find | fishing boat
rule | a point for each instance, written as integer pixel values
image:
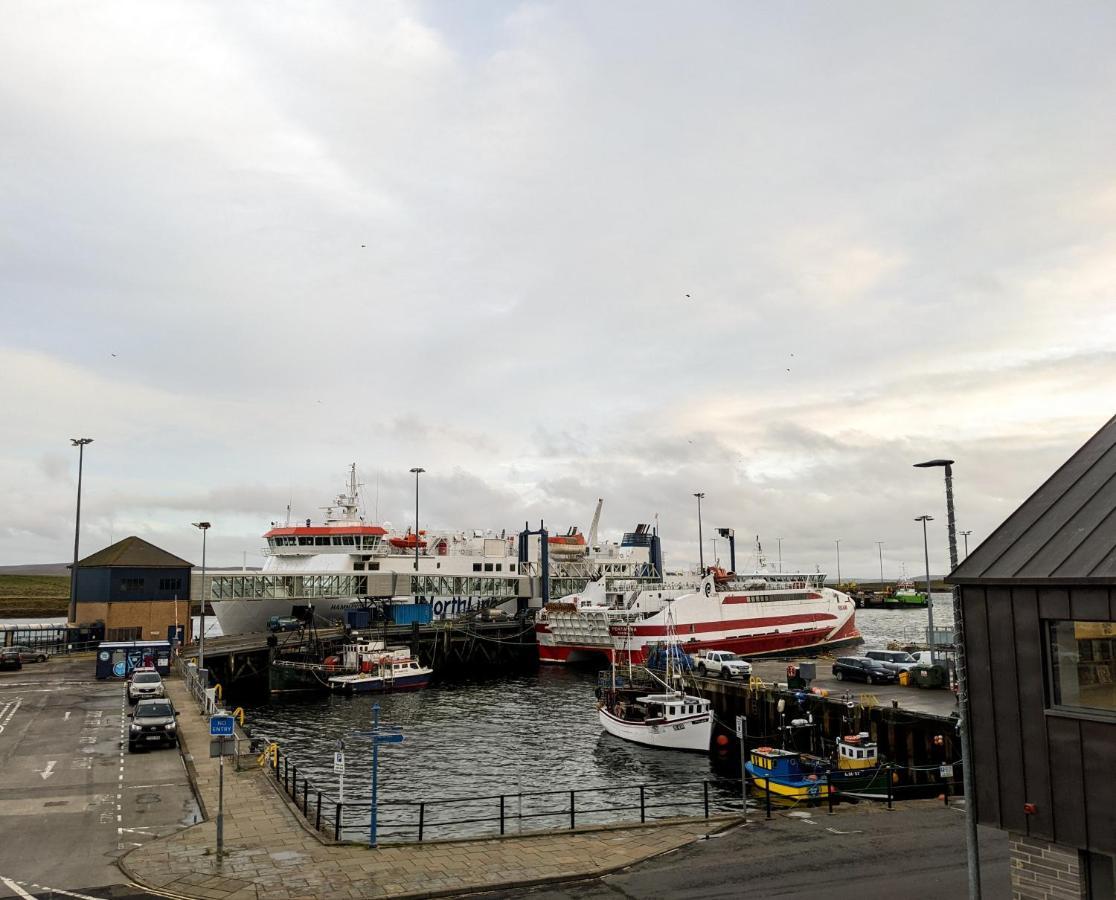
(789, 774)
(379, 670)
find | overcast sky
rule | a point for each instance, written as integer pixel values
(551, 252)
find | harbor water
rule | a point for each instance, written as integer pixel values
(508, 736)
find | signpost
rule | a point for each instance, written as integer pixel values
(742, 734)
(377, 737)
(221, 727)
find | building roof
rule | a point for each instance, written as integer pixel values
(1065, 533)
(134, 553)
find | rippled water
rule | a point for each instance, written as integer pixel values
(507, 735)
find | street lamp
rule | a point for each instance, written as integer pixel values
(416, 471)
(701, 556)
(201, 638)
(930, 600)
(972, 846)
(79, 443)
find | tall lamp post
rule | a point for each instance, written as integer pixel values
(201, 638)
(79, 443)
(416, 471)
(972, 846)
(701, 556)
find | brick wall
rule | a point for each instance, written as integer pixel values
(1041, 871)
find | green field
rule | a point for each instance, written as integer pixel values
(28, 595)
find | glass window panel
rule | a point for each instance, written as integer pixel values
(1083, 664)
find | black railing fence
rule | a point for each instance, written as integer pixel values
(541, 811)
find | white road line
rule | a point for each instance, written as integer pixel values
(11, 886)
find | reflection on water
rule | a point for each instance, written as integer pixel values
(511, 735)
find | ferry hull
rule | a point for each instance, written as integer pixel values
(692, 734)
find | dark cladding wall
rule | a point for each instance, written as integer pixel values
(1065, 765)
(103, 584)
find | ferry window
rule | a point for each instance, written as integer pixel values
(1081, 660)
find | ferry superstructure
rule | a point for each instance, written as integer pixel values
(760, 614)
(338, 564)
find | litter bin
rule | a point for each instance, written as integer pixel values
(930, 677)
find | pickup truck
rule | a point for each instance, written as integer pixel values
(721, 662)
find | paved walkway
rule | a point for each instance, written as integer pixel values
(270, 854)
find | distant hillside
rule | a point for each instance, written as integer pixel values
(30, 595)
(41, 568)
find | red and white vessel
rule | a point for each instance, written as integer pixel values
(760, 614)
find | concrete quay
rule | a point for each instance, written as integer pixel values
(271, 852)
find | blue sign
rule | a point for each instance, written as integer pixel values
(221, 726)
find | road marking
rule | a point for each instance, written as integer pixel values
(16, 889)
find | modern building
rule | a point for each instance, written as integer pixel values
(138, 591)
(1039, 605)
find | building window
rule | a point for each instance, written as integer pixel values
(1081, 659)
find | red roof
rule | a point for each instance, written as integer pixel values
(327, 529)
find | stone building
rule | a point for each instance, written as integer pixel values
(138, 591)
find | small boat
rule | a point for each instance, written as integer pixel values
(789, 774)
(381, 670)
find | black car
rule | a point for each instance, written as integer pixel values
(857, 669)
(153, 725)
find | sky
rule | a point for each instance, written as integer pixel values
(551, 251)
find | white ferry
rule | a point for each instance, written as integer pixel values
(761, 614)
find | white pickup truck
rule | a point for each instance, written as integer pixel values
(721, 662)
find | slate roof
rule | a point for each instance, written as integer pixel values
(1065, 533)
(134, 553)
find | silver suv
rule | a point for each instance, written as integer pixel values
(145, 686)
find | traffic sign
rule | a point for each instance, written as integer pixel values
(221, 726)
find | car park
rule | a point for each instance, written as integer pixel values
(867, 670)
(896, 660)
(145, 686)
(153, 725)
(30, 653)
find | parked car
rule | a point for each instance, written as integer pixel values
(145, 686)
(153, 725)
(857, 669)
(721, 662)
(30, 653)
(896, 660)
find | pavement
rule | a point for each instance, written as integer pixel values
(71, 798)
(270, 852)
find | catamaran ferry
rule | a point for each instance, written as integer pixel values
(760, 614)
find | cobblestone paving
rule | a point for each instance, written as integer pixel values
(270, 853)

____________________

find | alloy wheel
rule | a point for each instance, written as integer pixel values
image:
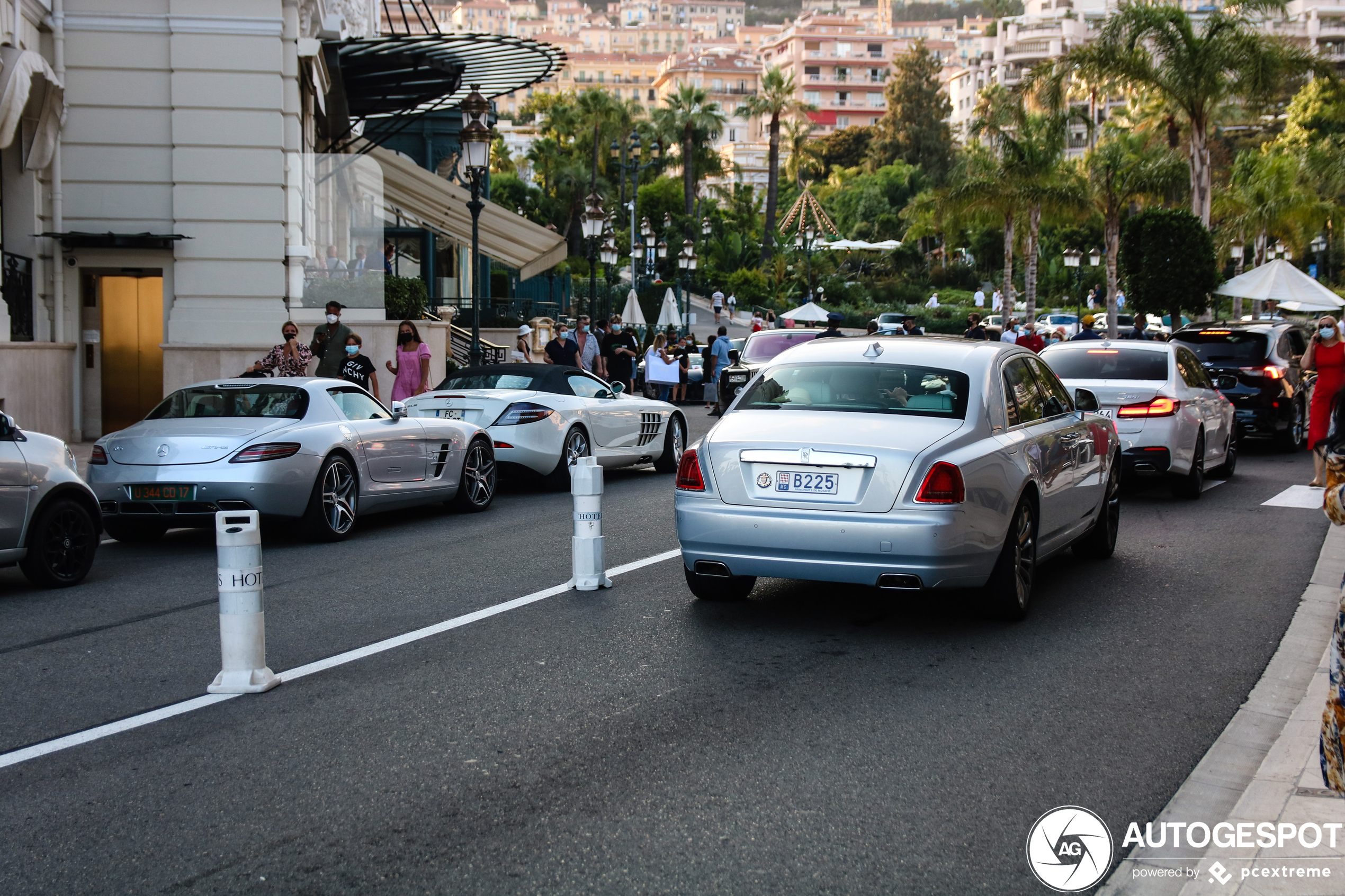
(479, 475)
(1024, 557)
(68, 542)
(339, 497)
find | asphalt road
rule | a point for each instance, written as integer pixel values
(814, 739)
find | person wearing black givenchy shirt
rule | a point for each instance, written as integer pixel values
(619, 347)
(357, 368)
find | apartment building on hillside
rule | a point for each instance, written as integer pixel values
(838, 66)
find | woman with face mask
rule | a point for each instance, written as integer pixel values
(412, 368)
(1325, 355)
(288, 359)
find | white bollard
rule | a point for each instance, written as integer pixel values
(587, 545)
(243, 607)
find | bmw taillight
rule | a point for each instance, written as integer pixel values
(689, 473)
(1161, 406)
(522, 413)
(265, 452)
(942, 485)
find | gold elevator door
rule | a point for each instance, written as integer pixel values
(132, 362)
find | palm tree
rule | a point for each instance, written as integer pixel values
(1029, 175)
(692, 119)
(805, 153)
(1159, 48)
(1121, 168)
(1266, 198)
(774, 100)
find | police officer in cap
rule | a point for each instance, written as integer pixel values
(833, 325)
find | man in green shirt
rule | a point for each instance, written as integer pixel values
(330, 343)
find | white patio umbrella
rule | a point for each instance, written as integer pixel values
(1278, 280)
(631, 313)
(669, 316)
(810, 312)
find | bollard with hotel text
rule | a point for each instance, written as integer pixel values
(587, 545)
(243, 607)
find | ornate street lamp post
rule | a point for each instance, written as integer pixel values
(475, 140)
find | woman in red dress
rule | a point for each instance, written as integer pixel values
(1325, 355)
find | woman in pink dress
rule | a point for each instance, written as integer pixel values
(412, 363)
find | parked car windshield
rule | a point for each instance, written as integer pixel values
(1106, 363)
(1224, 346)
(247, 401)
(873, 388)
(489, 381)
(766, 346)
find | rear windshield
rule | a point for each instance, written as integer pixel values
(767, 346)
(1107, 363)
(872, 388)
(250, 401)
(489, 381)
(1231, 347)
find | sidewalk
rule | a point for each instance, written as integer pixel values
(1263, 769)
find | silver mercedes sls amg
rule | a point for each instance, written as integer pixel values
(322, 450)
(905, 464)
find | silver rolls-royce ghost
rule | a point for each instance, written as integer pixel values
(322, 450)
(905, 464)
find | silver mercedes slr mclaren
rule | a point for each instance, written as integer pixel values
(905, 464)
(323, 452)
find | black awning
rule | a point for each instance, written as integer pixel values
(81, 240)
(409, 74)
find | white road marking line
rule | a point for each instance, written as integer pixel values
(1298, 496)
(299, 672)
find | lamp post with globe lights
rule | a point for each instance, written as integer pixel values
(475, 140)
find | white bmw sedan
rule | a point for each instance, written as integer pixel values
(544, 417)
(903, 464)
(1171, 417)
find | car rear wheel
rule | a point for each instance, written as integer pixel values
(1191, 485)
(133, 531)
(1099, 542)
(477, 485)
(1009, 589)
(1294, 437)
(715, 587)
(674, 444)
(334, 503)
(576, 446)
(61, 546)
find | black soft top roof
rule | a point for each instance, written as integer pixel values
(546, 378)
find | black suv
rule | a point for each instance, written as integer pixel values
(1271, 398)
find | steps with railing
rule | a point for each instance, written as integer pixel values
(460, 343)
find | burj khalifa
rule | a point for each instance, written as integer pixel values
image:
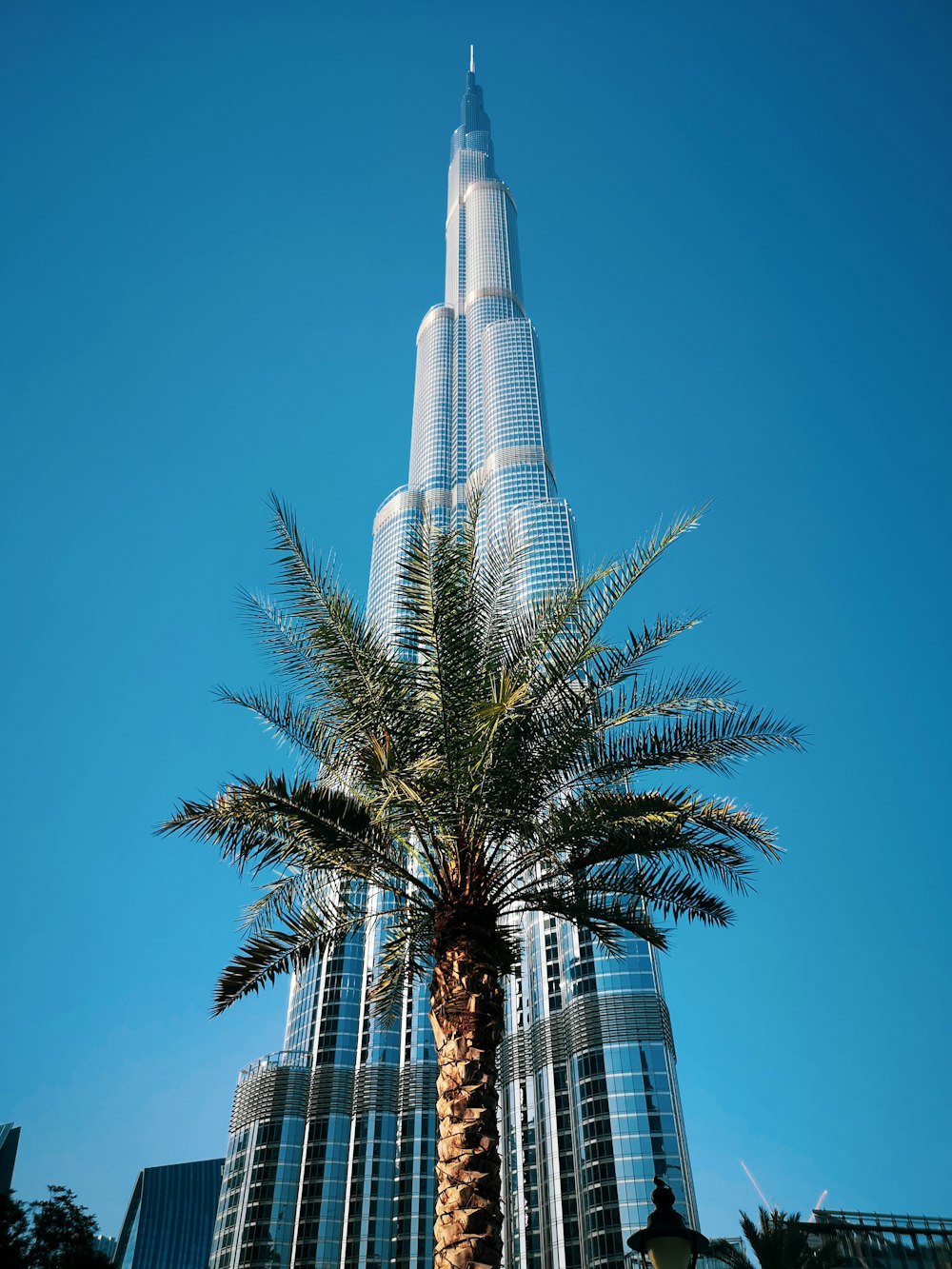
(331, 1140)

____________________

(Problem description)
Within the material above, show every line that includes "mercedes".

(Solved exercise)
find | silver mercedes sls amg
find | silver mercedes slr mclaren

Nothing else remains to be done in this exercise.